#### GIVEN RECORDS ####
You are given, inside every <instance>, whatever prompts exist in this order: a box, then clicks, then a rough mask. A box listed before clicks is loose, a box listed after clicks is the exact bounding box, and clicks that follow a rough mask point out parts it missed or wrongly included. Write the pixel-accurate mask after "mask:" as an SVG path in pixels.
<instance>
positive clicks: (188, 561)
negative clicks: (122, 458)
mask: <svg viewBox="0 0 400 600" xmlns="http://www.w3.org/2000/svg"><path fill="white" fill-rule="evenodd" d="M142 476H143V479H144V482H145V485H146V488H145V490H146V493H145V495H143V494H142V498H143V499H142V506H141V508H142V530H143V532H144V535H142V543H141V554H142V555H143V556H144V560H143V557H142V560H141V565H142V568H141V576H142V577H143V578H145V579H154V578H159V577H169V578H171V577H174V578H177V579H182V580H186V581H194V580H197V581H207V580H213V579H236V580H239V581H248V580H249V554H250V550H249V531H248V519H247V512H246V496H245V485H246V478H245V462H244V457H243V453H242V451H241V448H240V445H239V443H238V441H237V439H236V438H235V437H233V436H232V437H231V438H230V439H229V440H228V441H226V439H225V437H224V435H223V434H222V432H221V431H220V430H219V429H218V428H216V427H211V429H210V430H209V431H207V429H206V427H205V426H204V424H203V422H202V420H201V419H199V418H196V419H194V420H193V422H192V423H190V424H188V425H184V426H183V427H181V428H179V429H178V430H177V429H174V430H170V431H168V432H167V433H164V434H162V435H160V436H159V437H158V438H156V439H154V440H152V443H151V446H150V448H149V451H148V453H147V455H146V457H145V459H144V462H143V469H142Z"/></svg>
####
→ EXERCISE BRIEF
Rewrite the rows above, switching every "clicks" to "points" and leaving all else unchanged.

→ RESULT
You are given, inside every <instance>, whatever prompts exist in this order: a box, then points, then a rough mask. A box listed before points is loose, a box listed after points is the exact bounding box, and points that follow a rough mask point out parts it missed or wrongly included. Write the pixel-accurate mask after "mask:" as an SVG path in pixels.
<instance>
positive points: (188, 561)
negative points: (122, 458)
mask: <svg viewBox="0 0 400 600" xmlns="http://www.w3.org/2000/svg"><path fill="white" fill-rule="evenodd" d="M142 476H143V479H144V482H145V485H146V488H145V490H146V493H145V495H143V494H142V498H143V499H142V506H141V508H142V530H143V532H144V535H142V543H141V554H142V555H143V556H144V560H143V557H142V560H141V565H142V568H141V576H142V577H143V578H145V579H154V578H159V577H169V578H171V577H174V578H177V579H182V580H186V581H194V580H197V581H207V580H213V579H236V580H239V581H248V580H249V554H250V550H249V531H248V519H247V512H246V496H245V485H246V478H245V462H244V457H243V453H242V451H241V448H240V445H239V443H238V441H237V439H236V438H235V437H233V436H232V437H231V438H230V439H229V440H228V441H226V439H225V437H224V435H223V434H222V432H221V431H220V430H219V429H218V428H216V427H211V429H210V430H209V431H207V429H206V427H205V426H204V424H203V422H202V420H201V419H199V418H196V419H194V420H193V422H192V423H190V424H188V425H184V426H183V427H181V428H179V429H178V430H177V429H174V430H170V431H168V432H167V433H164V434H162V435H160V436H159V437H158V438H156V439H154V440H152V443H151V446H150V448H149V451H148V453H147V455H146V457H145V459H144V462H143V469H142Z"/></svg>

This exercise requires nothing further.